▶ _Отрывок_
-- -- --

Открытия подчас делались с такой, казалось бы, легкостью и неопровержимостью, что возбуждали только один вопрос: как же этого раньше не заметили? Действительно, как можно было принимать «Историю Петра» за простой конспект голиковских «Деяний», если было известно, что Пушкину в качестве официального историографа высочайше дозволено работать в государственных архивах, для других недоступных. И он этой возможностью дорожил, в полной мере воспользовался, а тем не менее даже прямая сноска на следственное дело царевича Алексея в его тексте не обратила на себя внимания и не поколебала заниженной оценки его труда.

А как же забыть о восхищенных отзывах современников, считавших Пушкина знатоком истории XVIII столетия, называвших его знания, «особенно о Петре и Екатерине, редкими, единственными…»?! И это мнение не чье-нибудь, а А. Тургенева, непревзойденного знатока русских и зарубежных архивов, на чьих выписках основывались многие книги и журнальные публикации. Они появились уже после смерти Пушкина, но с основным содержанием парижских бумаг А. Тургенева поэт успел познакомиться. И снова за кратким свидетельством дневника И. Фейнберг раскрывает, что же узнал Пушкин прежде всех, даже прежде царя, для которого А. Тургенев готовил отчет о своих заграничных разысканиях.

Невозможно составить полный список уточнений, заново раскрытых И. Фейнбергом фактов.

Заново прочитывается дневник Келлера, в котором расшифрованы зачеркнутые строки; уточнен подлинный пушкинский текст не сохранившихся в рукописи страниц «Истории Петра» по цензорскому реестру Сербиновича; в черновой пушкинской тетради, побывавшей до этого в руках у столь многих исследователей, обнаружен упущенный черновик пушкинских записок об екатерининском веке… А небольшая по объему отдельная работа «Заступники кнута и плети.,.», где за не названными в пушкинской эпиграмме адресатами с безоговорочной доказательностью увидены князья Лобановы-Ростовские, – это пример того, как ученый работал с источниками, исчерпывая их до конца, до дна. И в те же время эти находки совершаются как бы попутно, ввиду главной цели, которая по отношению к «Истории Петра» состоит в том, чтобы обосновать в ней «новое качество – историческое и художественное» (стр. 117).

-- -- --

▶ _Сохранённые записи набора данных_
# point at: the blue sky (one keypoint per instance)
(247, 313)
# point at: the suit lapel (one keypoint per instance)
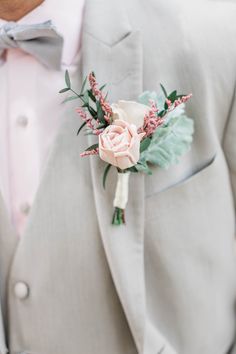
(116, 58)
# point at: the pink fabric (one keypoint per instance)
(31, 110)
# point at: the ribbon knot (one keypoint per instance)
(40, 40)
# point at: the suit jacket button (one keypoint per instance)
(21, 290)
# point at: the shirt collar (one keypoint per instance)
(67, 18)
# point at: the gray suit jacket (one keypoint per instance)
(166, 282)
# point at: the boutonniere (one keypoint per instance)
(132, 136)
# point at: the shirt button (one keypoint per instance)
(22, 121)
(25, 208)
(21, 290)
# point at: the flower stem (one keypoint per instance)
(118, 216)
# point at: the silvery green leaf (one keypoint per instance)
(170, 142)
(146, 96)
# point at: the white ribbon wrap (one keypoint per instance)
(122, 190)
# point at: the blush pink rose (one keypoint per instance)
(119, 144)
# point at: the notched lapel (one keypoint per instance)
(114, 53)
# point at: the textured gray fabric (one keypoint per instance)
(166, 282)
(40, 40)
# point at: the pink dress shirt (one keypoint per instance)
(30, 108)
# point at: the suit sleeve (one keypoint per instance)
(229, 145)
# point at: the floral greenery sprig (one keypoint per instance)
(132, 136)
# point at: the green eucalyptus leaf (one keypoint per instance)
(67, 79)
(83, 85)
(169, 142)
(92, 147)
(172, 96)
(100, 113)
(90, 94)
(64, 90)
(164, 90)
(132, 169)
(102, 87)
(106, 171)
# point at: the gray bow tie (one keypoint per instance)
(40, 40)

-- -- --

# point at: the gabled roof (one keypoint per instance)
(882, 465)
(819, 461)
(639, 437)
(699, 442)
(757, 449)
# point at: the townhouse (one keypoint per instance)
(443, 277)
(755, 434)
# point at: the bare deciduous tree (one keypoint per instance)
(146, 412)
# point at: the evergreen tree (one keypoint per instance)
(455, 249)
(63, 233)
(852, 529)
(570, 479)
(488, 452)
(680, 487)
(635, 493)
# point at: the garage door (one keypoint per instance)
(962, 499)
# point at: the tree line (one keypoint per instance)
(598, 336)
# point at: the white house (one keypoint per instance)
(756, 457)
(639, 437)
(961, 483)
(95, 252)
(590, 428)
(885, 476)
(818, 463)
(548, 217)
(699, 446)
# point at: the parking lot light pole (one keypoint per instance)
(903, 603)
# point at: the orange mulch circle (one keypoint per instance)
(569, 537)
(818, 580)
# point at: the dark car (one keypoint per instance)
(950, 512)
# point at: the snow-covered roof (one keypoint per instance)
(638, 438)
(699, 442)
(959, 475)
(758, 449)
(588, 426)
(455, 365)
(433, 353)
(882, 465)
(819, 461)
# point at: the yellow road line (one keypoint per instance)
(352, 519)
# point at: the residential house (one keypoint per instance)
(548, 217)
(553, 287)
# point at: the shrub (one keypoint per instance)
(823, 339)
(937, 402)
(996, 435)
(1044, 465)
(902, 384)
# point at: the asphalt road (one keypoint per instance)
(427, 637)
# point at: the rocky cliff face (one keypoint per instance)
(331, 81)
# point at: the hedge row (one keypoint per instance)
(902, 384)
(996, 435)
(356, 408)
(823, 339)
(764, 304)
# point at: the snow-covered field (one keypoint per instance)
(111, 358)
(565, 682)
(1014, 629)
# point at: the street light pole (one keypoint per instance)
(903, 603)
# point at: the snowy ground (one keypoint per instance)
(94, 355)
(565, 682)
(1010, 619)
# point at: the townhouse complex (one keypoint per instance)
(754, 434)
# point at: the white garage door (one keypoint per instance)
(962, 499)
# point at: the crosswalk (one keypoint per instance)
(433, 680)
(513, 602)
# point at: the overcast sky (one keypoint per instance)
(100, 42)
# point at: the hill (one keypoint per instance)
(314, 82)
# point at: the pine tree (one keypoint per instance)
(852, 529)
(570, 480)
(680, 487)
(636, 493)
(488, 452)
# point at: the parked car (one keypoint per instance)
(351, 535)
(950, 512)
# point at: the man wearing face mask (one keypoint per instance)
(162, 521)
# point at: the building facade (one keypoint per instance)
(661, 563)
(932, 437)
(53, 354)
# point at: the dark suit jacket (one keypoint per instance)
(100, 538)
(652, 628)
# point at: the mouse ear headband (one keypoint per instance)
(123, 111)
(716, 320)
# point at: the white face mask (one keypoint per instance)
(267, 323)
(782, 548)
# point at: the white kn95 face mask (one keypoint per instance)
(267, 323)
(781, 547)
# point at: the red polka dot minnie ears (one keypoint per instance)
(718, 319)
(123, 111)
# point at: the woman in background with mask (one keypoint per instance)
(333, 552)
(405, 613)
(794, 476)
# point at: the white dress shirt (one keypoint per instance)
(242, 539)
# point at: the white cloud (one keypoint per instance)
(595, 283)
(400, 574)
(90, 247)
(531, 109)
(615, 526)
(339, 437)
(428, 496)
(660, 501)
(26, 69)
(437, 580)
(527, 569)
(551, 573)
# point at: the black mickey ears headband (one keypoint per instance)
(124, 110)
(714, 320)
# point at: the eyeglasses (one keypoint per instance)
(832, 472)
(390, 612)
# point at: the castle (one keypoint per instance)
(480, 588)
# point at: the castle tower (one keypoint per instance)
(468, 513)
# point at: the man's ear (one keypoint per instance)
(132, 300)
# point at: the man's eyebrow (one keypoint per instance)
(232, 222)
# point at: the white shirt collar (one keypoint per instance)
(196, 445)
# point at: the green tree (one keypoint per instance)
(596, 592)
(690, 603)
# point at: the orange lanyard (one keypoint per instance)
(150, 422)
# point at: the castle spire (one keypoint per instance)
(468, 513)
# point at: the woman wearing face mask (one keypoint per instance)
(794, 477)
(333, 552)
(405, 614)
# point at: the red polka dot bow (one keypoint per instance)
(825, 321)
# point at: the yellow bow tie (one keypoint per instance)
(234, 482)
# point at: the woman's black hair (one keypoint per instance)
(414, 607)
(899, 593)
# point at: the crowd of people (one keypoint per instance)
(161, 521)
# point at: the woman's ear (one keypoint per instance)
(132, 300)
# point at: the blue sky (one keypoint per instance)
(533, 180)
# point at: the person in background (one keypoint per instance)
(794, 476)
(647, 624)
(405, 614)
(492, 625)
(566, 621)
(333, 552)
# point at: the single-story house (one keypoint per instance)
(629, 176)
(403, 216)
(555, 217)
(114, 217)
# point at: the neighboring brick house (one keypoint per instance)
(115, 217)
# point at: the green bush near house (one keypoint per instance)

-- -- --

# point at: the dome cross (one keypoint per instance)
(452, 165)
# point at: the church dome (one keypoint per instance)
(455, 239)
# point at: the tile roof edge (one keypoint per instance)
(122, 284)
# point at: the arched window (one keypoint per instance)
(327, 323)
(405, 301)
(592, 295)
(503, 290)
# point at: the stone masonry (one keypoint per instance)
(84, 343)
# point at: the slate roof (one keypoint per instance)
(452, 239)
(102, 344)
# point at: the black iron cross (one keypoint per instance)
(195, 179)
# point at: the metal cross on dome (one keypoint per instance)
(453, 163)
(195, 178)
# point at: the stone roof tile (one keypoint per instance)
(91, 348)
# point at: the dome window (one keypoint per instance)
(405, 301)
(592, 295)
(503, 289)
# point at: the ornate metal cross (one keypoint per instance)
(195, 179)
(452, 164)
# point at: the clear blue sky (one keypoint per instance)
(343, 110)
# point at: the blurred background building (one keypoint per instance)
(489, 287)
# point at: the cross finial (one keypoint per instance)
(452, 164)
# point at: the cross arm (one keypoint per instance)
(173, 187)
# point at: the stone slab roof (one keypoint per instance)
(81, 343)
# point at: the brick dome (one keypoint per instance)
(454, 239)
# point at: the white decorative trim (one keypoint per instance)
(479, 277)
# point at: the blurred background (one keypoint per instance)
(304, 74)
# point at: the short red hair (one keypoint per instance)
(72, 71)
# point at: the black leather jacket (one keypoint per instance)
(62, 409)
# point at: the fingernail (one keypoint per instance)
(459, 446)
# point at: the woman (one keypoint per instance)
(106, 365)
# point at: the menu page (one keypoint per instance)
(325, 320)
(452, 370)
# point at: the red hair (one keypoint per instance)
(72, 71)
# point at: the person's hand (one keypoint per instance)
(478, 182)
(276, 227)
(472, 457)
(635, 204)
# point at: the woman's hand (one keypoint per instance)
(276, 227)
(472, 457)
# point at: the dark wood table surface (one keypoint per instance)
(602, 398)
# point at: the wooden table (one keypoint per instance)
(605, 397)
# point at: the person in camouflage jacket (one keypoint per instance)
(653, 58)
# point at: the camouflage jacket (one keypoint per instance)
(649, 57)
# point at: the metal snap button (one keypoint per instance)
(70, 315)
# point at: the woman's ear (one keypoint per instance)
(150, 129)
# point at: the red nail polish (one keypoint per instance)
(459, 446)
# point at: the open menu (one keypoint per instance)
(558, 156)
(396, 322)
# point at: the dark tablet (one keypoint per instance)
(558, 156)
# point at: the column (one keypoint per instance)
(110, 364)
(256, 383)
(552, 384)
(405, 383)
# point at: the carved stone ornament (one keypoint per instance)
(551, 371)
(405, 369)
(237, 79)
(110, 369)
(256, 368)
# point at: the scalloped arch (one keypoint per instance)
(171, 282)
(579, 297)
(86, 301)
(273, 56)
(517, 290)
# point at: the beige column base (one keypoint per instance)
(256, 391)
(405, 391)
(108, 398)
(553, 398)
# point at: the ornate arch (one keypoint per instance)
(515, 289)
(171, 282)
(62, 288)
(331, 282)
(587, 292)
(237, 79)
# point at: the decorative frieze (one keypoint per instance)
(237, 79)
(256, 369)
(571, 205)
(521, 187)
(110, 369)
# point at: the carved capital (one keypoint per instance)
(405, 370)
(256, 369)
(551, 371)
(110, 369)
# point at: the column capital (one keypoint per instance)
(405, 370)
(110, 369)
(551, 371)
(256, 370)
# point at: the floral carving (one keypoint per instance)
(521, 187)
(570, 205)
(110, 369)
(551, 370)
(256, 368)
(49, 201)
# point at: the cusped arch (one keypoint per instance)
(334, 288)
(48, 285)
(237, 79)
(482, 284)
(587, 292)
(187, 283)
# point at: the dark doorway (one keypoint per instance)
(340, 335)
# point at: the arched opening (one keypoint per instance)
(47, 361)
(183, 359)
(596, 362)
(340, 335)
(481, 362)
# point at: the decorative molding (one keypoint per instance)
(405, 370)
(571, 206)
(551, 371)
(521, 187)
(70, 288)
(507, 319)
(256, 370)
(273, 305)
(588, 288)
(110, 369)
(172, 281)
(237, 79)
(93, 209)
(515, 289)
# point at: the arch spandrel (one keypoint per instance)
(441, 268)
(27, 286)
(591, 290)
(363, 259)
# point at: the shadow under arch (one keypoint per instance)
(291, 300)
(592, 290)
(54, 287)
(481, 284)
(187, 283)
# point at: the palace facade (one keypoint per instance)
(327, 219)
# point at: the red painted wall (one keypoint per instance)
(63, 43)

-- -- --

▶ _Письменное задание A_
Выпишите дословно часть отрывка об «Истории Петра» Пушкина: начните со слов «Открытия подчас делались» и остановитесь после слов «оценки его труда.».
▶ _Письменное задание B_
По какому источнику, согласно отрывку об «Истории Петра», уточнен подлинный текст не сохранившихся в рукописи страниц этого труда?
▶ _Письменное задание C_
Подхватите отрывок об «Истории Петра» и исследованиях И. Фейнберга и продолжите его сразу после последнего предложения.

▶ _Результат задания A_
Открытия подчас делались с такой, казалось бы, легкостью и неопровержимостью, что возбуждали только один вопрос: как же этого раньше не заметили? Действительно, как можно было принимать «Историю Петра» за простой конспект голиковских «Деяний», если было известно, что Пушкину в качестве официального историографа высочайше дозволено работать в государственных архивах, для других недоступных. И он этой возможностью дорожил, в полной мере воспользовался, а тем не менее даже прямая сноска на следственное дело царевича Алексея в его тексте не обратила на себя внимания и не поколебала заниженной оценки его труда.

▶ _Результат задания B_
По цензорскому реестру Сербиновича.

▶ _Результат задания C_
Сегодня трудно представить себе иную точку зрения, но и в первый момент, когда книга сохраняла всю неожиданность только что высказанной мысли, она убеждала. После публикации «Незавершенных работ» стало возможным говорить о пушкинской концепции Петра, считая ее плодом не только художественного историзма, но и научного изучения, а также сопоставить эту концепцию с другими оценками важнейшего периода русской истории. Именно с этой целью во Франции была написана работа о Пушкине, С. Соловьеве и В. Ключевском как историках Петровской эпохи1. Пушкинские страницы этой монографии опираются на работы И. Фейнберга, неоднократно цитируемые.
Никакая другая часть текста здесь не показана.